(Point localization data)

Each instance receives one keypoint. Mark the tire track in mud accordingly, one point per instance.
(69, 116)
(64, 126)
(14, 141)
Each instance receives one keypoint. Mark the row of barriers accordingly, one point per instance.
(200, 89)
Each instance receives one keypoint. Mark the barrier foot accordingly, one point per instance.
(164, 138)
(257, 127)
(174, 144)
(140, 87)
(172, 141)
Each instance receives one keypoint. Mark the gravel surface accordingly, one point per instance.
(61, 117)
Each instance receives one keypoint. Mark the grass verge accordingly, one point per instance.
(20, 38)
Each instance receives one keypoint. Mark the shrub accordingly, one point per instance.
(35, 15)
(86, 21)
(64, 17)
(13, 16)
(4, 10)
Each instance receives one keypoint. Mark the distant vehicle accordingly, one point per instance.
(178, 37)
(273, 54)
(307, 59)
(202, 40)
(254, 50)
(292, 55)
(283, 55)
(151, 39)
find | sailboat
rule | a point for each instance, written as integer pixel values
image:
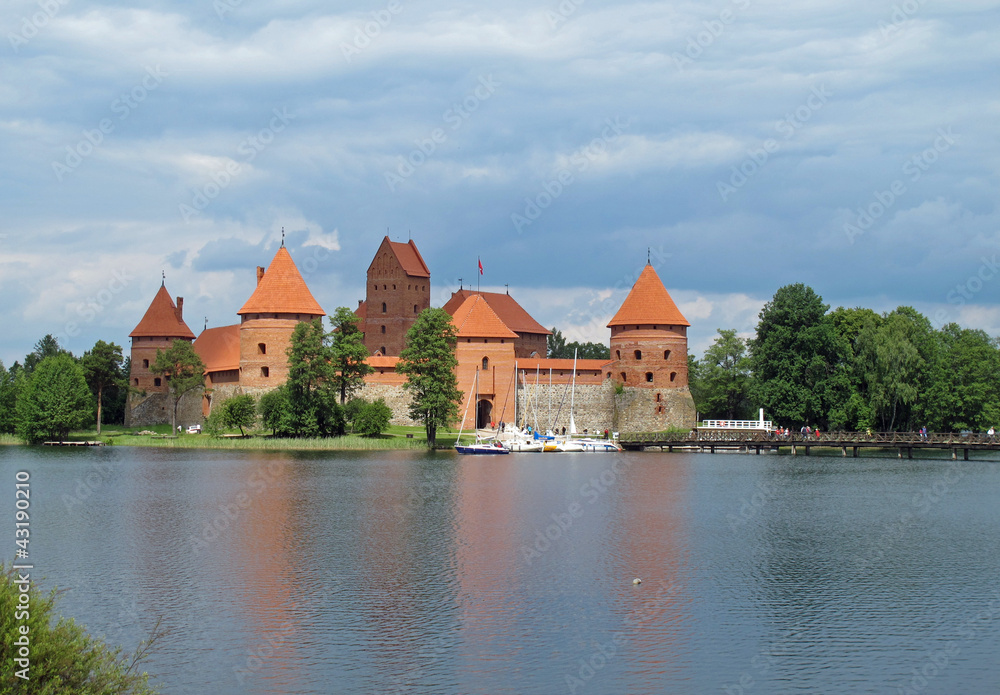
(482, 446)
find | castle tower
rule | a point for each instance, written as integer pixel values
(485, 348)
(399, 288)
(162, 323)
(532, 337)
(279, 303)
(649, 359)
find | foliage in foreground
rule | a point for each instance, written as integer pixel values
(429, 362)
(851, 369)
(63, 658)
(55, 400)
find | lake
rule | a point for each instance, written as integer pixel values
(400, 572)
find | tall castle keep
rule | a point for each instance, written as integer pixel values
(503, 369)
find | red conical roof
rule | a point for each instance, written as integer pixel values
(161, 319)
(282, 290)
(648, 303)
(475, 319)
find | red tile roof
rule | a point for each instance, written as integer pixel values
(161, 320)
(475, 319)
(219, 348)
(382, 362)
(648, 303)
(282, 290)
(544, 364)
(408, 256)
(510, 312)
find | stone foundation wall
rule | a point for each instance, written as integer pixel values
(156, 409)
(638, 410)
(593, 406)
(396, 397)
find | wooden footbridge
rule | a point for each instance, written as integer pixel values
(713, 440)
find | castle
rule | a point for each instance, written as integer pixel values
(643, 387)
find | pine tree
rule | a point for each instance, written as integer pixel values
(348, 353)
(429, 362)
(102, 367)
(54, 401)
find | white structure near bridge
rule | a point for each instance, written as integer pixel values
(758, 425)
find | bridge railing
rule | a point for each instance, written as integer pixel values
(837, 438)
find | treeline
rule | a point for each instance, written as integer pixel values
(52, 392)
(850, 369)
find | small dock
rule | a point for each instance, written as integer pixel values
(756, 442)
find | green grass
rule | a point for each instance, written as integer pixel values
(395, 438)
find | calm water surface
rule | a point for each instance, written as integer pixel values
(431, 573)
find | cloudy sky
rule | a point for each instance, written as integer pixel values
(747, 144)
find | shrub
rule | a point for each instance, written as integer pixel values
(373, 419)
(63, 658)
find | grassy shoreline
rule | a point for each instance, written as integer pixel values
(397, 438)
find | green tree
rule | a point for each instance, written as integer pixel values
(893, 357)
(793, 357)
(312, 390)
(8, 400)
(275, 411)
(238, 412)
(850, 406)
(348, 353)
(102, 368)
(48, 346)
(64, 658)
(556, 344)
(183, 370)
(963, 390)
(429, 362)
(724, 378)
(373, 419)
(55, 400)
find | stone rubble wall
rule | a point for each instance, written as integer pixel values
(593, 406)
(156, 408)
(637, 410)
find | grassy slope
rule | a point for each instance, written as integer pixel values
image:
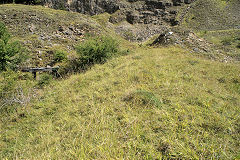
(151, 104)
(213, 15)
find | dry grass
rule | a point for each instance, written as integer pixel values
(153, 104)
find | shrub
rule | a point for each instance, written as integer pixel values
(96, 50)
(44, 80)
(14, 93)
(11, 53)
(238, 45)
(227, 41)
(59, 56)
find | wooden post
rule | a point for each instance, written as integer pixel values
(35, 75)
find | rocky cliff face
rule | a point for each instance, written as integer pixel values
(134, 11)
(137, 20)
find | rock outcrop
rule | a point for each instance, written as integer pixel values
(134, 11)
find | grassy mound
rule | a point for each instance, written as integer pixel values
(153, 104)
(213, 15)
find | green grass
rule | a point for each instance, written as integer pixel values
(152, 104)
(212, 15)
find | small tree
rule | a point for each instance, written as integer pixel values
(11, 53)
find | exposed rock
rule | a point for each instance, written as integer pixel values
(134, 11)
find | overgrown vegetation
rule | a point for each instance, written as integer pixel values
(12, 54)
(153, 104)
(96, 50)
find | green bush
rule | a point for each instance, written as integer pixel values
(11, 53)
(59, 56)
(44, 80)
(238, 45)
(96, 50)
(227, 41)
(15, 93)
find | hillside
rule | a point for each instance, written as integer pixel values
(153, 104)
(177, 98)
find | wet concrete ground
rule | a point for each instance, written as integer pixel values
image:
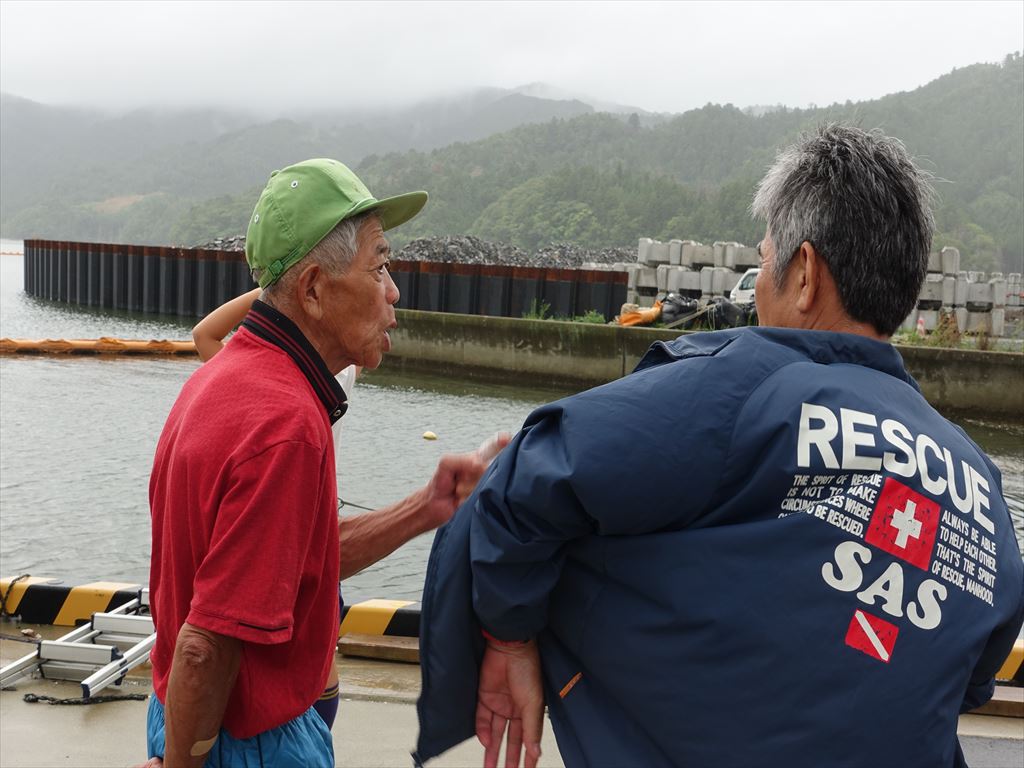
(376, 726)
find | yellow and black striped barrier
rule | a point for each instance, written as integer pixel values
(42, 600)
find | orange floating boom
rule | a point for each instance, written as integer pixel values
(104, 345)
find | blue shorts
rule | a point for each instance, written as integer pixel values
(297, 743)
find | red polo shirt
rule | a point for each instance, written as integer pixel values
(245, 519)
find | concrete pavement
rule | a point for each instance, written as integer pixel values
(376, 726)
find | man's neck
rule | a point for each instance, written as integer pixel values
(308, 328)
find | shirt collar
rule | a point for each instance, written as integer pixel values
(271, 326)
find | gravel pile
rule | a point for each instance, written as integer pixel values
(569, 256)
(463, 250)
(470, 250)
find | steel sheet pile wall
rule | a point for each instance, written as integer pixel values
(184, 282)
(188, 282)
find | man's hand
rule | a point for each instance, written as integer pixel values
(455, 478)
(510, 694)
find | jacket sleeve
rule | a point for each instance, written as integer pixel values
(982, 683)
(608, 462)
(522, 515)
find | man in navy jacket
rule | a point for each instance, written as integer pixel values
(762, 548)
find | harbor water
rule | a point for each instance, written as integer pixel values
(77, 437)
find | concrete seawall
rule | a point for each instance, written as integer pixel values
(576, 354)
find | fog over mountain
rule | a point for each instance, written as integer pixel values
(278, 58)
(504, 165)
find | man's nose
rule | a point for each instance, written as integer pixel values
(391, 293)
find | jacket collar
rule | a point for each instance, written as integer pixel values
(820, 346)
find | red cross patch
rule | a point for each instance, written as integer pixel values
(871, 635)
(904, 523)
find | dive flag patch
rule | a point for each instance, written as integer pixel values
(904, 523)
(871, 635)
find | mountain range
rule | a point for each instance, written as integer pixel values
(527, 166)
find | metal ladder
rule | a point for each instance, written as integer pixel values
(96, 653)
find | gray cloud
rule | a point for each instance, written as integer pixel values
(272, 57)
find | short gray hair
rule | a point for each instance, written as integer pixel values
(858, 198)
(334, 254)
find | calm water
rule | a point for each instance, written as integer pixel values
(77, 438)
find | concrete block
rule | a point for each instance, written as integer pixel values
(747, 257)
(675, 252)
(910, 322)
(731, 249)
(979, 323)
(643, 250)
(931, 292)
(718, 280)
(931, 317)
(998, 285)
(979, 296)
(632, 270)
(685, 282)
(707, 281)
(718, 253)
(950, 260)
(960, 290)
(688, 251)
(948, 291)
(1014, 288)
(658, 253)
(997, 324)
(663, 275)
(646, 278)
(731, 279)
(702, 256)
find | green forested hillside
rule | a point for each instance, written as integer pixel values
(602, 182)
(596, 179)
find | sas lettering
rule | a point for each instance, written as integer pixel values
(845, 573)
(908, 456)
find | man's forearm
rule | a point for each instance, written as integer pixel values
(203, 674)
(372, 536)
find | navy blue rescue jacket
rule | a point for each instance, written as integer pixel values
(762, 548)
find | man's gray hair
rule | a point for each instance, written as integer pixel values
(857, 197)
(334, 254)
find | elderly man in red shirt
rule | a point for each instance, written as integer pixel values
(246, 556)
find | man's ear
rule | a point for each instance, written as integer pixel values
(309, 291)
(809, 265)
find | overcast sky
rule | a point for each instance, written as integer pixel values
(271, 57)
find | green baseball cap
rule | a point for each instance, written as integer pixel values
(304, 202)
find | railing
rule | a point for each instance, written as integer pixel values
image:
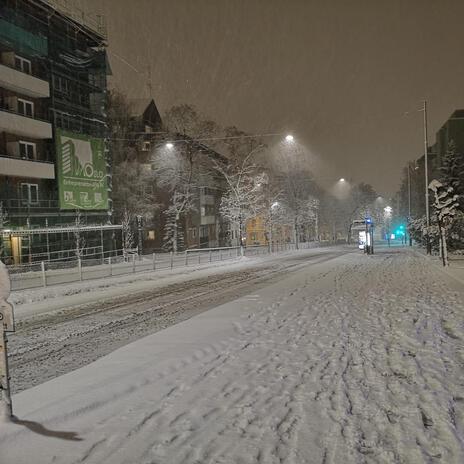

* **WHAT YOU HAVE TO DO**
Using the data above, reproduce exactly the lines between those holding "find | jacket sleeve" and "find | concrete block", inclusive, and no others.

* **WRITTEN REPLY**
find | jacket sleeve
rule | a point for each instance, written as integer pixel values
(982, 683)
(608, 462)
(522, 515)
find | man in navy jacket
rule | a point for each instance, written as integer pixel values
(762, 548)
find | harbor water
rule | a point for each instance, written as integer pixel values
(77, 437)
find | concrete seawall
rule | a point for each instance, written as integer pixel values
(576, 354)
find | fog over mountain
rule | a point for each instance, written as integer pixel values
(278, 58)
(504, 165)
find | man's nose
rule | a point for each instance, written as integer pixel values
(391, 293)
find | jacket collar
rule | a point for each instance, written as integer pixel values
(820, 346)
find | red cross patch
rule | a point for each instance, written as integer pixel values
(871, 635)
(904, 523)
find | dive flag patch
rule | a point for each instance, written as integer pixel values
(904, 523)
(871, 635)
find | mountain range
rule | a point for each instance, written as integer pixel values
(527, 166)
find | metal ladder
rule | a point for each instance, written as integer pixel values
(96, 653)
find | gray cloud
rule | a point for each instance, written as integer pixel values
(272, 57)
find | short gray hair
rule | a point for each instance, written as integer pixel values
(858, 198)
(334, 254)
find | calm water
rule | a point for each instance, written as integer pixel values
(77, 438)
find | concrete block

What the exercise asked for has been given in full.